[Work instruction]
Find how many lines below hold "before", then state that number by itself.

[Data supplied]
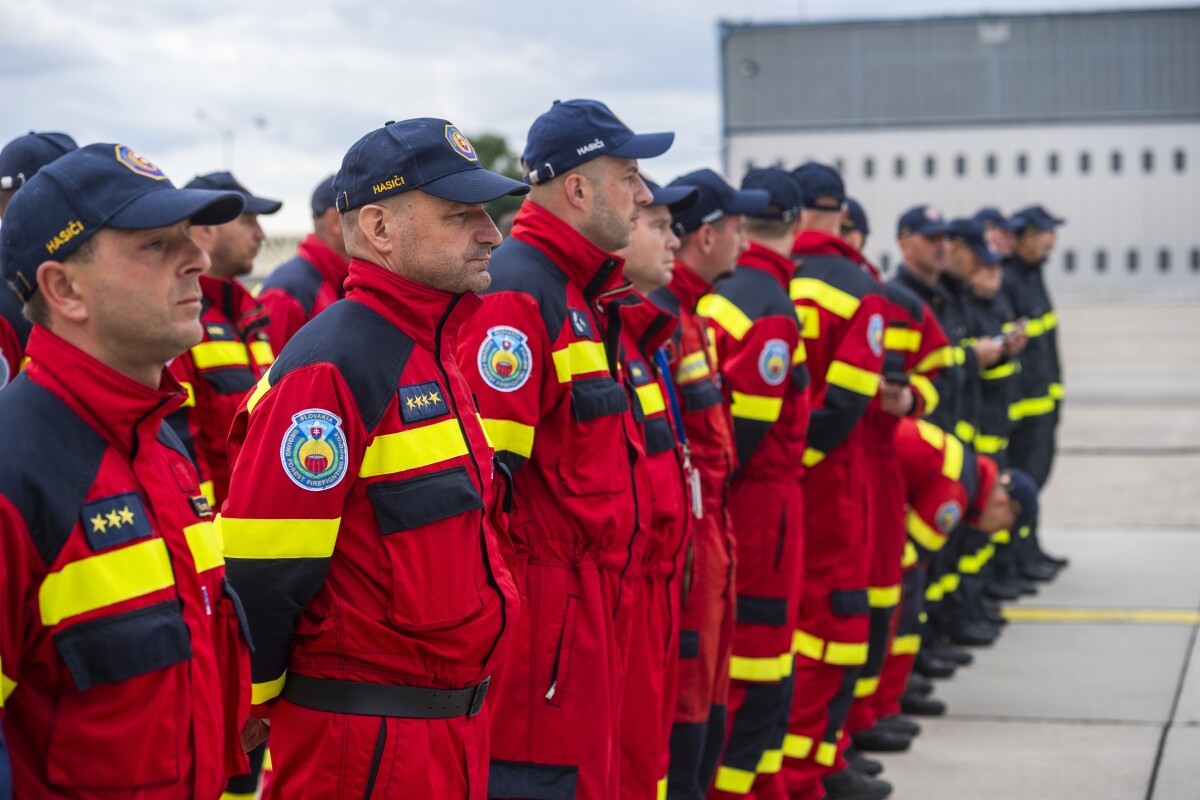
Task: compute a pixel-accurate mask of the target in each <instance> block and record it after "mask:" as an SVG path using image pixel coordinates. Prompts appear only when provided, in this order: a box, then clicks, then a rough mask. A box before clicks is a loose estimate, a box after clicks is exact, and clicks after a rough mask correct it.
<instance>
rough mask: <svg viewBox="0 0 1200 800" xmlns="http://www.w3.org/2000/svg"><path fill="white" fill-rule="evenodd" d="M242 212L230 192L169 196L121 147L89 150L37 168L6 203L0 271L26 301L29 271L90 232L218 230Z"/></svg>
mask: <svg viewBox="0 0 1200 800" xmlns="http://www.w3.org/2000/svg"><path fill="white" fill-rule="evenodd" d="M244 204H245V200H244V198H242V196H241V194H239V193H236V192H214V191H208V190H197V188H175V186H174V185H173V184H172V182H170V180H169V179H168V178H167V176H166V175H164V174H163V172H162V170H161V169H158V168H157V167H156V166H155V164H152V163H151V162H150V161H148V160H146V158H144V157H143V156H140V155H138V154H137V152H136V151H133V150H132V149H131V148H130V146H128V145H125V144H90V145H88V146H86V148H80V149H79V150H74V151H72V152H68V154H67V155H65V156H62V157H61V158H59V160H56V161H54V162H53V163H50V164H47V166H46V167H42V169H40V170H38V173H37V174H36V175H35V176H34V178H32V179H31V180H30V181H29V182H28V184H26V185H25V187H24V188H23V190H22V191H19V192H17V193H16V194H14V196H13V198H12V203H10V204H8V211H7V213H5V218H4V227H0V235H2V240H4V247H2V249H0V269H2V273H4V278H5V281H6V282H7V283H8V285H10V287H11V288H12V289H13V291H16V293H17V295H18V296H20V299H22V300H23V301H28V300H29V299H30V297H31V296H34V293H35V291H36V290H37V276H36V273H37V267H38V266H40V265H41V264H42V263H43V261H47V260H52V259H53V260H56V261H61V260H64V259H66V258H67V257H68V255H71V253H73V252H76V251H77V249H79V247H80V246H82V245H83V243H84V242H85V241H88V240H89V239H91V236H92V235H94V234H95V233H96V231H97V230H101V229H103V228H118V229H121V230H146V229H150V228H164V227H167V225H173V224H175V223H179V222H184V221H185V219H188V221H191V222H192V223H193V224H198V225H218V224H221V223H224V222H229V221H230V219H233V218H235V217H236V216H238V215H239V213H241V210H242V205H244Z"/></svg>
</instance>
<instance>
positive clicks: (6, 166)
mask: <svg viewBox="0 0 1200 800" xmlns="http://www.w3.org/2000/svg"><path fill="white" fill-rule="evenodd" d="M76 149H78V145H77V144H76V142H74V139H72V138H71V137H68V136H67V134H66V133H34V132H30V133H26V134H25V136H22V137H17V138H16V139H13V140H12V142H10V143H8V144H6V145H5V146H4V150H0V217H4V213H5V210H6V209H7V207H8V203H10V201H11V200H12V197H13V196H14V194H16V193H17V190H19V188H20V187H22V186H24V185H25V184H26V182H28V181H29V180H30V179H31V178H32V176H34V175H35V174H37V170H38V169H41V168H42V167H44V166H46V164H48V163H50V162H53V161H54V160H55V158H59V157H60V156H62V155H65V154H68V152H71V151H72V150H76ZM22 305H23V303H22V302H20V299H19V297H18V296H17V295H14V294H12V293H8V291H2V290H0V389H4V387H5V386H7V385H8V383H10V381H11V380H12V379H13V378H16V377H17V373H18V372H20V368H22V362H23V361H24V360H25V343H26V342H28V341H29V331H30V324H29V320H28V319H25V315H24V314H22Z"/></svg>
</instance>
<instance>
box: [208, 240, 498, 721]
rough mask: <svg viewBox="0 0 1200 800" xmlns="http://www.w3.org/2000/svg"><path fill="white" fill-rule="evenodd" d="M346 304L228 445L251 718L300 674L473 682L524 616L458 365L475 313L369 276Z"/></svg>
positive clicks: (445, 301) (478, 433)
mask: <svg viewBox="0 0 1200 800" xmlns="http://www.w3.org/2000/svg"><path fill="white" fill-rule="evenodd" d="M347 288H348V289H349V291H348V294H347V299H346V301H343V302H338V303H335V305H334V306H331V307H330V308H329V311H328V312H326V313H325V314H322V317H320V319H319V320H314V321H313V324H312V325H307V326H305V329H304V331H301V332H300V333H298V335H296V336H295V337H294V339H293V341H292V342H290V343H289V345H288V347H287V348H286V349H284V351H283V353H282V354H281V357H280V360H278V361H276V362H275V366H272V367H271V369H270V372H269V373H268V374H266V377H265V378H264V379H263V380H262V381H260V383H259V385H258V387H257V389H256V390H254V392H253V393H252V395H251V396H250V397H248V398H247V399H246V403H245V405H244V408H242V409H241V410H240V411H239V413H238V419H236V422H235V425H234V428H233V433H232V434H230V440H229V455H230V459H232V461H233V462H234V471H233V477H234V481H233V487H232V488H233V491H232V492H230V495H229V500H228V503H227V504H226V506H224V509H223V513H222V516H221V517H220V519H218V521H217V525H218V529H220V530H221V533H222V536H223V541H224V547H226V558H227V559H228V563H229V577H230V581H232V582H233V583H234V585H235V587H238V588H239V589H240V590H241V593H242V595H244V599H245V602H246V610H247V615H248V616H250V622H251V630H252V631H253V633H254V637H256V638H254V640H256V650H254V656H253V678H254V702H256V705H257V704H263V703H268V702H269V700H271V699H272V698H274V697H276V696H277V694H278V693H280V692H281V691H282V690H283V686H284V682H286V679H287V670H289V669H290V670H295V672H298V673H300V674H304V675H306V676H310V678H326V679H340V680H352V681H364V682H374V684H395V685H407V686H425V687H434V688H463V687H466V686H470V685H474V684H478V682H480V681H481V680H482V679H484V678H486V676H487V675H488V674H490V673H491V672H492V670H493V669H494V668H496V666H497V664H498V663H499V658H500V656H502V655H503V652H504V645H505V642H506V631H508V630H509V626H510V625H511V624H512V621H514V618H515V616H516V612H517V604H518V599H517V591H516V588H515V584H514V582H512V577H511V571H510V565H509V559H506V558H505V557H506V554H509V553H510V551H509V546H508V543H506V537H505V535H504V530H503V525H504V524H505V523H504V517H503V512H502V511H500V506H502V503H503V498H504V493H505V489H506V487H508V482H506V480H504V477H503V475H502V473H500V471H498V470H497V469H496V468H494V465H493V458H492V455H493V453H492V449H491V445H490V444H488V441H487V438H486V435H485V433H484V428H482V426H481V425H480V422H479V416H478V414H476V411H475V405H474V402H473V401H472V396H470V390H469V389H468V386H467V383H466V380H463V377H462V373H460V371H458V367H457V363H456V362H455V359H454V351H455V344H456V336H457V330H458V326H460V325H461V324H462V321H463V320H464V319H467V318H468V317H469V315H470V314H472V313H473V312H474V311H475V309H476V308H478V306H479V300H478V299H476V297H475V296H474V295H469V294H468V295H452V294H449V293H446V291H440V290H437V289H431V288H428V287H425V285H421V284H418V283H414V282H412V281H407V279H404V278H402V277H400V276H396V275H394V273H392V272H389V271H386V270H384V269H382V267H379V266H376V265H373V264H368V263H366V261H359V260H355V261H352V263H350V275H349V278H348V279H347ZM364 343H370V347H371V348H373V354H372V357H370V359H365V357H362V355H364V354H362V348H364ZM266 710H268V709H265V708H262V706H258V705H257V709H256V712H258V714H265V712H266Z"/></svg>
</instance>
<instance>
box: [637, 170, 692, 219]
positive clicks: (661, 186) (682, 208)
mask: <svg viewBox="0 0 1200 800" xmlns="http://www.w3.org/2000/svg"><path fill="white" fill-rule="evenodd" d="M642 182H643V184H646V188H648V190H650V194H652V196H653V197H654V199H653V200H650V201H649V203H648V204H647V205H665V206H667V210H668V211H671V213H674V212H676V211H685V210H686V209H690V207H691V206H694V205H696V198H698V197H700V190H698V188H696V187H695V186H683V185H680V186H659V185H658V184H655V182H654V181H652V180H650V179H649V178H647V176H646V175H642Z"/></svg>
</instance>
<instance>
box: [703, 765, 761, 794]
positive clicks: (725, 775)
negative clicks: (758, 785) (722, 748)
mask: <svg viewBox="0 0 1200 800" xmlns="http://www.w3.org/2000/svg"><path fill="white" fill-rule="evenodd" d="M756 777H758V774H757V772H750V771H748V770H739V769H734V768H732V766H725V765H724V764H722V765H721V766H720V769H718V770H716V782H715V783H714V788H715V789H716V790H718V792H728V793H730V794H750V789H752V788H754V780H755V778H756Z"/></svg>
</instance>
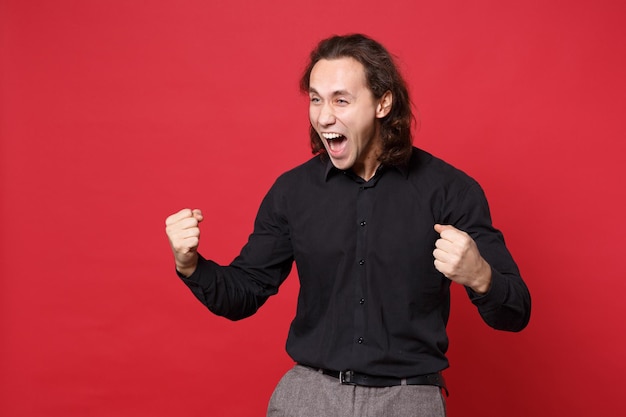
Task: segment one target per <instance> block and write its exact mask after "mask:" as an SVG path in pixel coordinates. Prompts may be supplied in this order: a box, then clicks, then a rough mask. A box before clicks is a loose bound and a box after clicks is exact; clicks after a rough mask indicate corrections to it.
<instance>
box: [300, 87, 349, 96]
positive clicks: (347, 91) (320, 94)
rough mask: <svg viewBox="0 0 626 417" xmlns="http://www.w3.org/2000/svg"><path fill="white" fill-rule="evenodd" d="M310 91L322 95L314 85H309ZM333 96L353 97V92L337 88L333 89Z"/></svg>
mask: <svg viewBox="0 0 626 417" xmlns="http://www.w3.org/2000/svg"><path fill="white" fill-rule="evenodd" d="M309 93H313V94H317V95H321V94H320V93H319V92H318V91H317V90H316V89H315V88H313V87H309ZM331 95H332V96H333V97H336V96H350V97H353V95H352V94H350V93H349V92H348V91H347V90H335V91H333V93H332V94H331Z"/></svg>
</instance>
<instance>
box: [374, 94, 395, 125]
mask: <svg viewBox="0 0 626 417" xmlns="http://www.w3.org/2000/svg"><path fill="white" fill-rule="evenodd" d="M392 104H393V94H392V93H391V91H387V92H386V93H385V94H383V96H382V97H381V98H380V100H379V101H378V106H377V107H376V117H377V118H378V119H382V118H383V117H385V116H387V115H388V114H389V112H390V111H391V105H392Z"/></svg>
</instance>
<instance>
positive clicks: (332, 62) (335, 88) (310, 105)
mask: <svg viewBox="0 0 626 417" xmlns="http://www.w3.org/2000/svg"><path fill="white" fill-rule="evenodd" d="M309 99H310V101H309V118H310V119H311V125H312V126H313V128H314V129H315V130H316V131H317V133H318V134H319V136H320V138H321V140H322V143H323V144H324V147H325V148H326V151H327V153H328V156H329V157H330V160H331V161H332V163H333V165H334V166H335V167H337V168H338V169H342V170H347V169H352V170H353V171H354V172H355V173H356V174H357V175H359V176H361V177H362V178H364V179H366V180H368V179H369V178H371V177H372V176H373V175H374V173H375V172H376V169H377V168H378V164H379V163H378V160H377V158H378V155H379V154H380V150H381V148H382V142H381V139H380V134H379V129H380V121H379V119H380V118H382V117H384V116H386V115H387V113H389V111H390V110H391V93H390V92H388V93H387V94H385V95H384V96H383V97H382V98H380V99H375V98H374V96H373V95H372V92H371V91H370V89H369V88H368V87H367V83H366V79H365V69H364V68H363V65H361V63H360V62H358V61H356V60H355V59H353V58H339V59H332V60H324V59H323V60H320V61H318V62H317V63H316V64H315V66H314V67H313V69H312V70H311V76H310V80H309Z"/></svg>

[Written solution]
2